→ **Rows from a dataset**
#####
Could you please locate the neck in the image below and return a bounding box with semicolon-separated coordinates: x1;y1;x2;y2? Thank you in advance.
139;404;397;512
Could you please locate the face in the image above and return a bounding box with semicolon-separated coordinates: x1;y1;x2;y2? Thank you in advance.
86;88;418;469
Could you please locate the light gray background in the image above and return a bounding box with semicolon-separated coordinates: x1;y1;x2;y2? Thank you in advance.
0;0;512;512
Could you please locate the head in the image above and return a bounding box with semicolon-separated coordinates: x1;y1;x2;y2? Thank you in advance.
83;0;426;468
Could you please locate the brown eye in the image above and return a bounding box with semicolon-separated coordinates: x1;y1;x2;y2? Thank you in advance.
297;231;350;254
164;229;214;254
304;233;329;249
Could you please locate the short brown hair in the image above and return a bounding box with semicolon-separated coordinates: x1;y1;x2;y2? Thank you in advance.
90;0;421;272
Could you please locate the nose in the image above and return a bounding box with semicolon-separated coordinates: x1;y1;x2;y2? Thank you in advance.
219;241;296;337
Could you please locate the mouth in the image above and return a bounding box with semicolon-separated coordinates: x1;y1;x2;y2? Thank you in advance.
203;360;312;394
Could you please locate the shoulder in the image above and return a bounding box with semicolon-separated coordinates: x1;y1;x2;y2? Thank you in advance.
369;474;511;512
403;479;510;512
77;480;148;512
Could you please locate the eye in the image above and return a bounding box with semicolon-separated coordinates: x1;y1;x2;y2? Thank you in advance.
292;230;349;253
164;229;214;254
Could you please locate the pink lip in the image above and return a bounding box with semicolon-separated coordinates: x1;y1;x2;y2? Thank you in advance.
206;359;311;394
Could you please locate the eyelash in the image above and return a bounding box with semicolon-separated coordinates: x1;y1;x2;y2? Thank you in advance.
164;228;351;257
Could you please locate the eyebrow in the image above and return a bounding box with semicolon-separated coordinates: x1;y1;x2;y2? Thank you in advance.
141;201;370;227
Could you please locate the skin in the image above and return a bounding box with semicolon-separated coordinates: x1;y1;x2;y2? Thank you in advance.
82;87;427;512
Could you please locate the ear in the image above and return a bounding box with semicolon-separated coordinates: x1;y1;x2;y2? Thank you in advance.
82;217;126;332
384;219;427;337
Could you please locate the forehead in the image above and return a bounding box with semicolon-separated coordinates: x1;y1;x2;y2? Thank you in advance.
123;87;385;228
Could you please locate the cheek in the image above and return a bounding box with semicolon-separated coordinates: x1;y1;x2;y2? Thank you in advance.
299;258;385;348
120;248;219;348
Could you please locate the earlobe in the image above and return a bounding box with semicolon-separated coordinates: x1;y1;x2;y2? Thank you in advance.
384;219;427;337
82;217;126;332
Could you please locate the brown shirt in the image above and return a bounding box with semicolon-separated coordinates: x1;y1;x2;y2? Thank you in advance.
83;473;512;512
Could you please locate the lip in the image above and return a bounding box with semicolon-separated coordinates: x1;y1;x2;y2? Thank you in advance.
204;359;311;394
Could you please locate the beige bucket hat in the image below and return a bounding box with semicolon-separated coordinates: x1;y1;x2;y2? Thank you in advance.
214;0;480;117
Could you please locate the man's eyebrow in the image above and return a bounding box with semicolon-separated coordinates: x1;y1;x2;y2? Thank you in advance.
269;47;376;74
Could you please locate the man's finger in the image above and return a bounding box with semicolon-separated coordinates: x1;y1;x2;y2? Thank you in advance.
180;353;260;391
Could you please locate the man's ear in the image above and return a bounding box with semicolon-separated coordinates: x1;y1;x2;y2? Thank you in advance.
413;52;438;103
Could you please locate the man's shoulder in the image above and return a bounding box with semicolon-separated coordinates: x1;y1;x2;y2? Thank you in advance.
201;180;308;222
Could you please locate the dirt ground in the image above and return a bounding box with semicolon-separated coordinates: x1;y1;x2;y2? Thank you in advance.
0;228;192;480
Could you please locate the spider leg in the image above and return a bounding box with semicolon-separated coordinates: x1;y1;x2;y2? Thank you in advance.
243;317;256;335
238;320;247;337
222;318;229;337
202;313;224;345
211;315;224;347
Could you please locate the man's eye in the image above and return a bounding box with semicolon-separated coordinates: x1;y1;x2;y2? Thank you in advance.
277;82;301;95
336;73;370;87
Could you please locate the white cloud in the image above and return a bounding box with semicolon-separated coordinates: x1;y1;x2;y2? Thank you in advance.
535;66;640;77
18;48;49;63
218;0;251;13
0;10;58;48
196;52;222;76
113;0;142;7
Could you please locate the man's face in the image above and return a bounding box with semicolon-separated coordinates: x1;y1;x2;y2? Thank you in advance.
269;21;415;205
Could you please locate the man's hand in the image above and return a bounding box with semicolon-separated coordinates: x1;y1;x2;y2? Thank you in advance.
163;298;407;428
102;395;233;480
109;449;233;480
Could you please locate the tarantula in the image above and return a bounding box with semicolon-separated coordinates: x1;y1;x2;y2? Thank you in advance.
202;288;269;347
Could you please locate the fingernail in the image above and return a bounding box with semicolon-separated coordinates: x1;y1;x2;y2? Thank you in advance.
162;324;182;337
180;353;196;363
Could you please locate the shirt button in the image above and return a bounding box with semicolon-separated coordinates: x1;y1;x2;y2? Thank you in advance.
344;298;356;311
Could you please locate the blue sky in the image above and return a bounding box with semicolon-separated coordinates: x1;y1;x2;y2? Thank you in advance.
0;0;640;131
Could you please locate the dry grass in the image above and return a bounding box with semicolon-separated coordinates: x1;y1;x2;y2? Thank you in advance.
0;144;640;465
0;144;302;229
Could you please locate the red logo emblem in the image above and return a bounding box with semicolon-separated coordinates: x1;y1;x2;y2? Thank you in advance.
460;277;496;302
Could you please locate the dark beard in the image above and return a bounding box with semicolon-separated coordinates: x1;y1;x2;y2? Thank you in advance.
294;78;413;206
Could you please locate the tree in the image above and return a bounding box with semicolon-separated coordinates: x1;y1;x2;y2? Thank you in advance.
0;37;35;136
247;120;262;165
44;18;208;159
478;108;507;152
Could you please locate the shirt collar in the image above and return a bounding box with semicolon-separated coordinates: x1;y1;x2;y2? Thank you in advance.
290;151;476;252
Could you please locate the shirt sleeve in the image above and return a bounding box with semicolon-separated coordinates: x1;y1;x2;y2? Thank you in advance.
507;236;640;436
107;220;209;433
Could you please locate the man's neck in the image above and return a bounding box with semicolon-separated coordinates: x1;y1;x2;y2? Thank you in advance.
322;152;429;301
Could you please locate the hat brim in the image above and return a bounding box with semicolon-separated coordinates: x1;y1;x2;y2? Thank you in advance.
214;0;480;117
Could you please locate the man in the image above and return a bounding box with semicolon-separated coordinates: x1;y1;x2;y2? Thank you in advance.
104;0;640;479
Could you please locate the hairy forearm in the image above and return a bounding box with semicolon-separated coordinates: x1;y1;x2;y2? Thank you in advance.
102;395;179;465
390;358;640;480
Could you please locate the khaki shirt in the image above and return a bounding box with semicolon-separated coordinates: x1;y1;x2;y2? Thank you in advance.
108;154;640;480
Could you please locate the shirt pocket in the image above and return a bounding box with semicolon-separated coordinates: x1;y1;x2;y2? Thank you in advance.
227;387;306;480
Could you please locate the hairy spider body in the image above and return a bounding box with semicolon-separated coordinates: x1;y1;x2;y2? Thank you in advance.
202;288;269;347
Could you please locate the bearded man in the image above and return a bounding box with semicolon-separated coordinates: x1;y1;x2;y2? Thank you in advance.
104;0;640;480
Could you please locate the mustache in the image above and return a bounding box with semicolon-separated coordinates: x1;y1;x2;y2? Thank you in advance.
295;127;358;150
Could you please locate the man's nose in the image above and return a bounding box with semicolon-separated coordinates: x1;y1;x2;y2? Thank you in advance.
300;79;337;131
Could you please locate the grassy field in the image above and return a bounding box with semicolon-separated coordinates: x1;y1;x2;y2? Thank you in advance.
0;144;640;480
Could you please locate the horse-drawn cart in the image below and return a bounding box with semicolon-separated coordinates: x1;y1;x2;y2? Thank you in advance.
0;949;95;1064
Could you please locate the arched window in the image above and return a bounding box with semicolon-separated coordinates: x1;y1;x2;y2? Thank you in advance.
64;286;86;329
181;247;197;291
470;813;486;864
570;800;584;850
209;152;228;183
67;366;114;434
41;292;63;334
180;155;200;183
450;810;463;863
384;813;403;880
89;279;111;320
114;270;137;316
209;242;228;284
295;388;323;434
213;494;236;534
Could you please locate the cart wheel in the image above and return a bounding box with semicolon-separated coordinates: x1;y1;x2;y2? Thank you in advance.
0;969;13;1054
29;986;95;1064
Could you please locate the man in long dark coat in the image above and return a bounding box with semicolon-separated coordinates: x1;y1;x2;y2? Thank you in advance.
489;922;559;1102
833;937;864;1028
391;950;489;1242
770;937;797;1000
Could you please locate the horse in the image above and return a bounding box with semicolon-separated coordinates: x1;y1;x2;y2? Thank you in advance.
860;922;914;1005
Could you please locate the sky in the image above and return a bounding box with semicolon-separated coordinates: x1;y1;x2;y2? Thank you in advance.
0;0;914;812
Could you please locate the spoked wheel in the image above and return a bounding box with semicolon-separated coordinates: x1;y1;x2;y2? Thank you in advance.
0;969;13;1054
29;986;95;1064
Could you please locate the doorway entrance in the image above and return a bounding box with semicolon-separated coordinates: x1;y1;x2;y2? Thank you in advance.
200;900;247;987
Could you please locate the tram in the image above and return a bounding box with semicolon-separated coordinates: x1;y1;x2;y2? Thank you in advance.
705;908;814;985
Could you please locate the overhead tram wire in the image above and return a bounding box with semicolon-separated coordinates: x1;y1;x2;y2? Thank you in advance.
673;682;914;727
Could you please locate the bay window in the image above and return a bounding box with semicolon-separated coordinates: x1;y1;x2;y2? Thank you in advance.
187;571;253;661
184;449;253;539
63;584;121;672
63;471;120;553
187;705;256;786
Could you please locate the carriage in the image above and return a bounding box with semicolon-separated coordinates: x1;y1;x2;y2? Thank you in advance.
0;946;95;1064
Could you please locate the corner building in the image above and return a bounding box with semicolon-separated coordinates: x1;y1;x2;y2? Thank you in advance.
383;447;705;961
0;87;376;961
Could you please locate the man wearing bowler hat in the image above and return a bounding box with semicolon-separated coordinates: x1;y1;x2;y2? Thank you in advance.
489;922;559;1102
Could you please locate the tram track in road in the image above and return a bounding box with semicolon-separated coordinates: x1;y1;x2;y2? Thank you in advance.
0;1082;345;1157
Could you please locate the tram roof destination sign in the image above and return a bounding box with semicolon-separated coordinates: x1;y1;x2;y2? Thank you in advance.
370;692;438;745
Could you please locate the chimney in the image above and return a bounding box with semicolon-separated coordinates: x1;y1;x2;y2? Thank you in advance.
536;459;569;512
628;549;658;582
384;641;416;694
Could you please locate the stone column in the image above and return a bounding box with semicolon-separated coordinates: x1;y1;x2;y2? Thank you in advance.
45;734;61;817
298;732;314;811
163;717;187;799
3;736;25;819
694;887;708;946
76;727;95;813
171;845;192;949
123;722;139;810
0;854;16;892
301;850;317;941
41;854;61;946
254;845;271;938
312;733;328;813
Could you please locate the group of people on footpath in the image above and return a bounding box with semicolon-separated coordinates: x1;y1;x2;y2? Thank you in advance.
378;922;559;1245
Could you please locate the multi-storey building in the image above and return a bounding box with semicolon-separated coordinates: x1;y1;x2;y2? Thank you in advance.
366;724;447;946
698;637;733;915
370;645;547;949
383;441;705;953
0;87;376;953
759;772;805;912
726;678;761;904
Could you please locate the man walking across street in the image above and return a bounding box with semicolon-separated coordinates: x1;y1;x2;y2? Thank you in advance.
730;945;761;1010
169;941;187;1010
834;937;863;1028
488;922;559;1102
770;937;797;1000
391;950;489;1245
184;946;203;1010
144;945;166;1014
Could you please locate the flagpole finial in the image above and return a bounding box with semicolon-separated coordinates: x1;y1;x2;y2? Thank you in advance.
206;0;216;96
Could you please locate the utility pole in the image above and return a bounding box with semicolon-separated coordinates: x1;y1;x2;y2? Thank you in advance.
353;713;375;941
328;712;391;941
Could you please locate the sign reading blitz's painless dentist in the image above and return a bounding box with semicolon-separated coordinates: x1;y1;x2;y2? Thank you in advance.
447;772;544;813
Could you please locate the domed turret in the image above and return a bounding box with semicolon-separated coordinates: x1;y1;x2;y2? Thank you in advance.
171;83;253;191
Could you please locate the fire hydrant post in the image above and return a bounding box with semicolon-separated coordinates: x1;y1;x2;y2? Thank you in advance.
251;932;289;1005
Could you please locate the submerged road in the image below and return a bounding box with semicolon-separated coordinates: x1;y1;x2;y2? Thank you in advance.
#####
→ **EXERCISE DETAILS**
Filter the records above, copying every line that contains the word "nose". Case counts, so match it only with the same capitalization.

→ **SOLUTION BELOW**
Could you please locate the nose in the image above and return a bounding box with semicolon-separated coordinates: x1;y1;x2;y2? Thank you in advance.
Could you please locate the man's nose in the image above and return a bounding box with semicolon-separated coordinates: x1;y1;x2;y2? Thank you in advance.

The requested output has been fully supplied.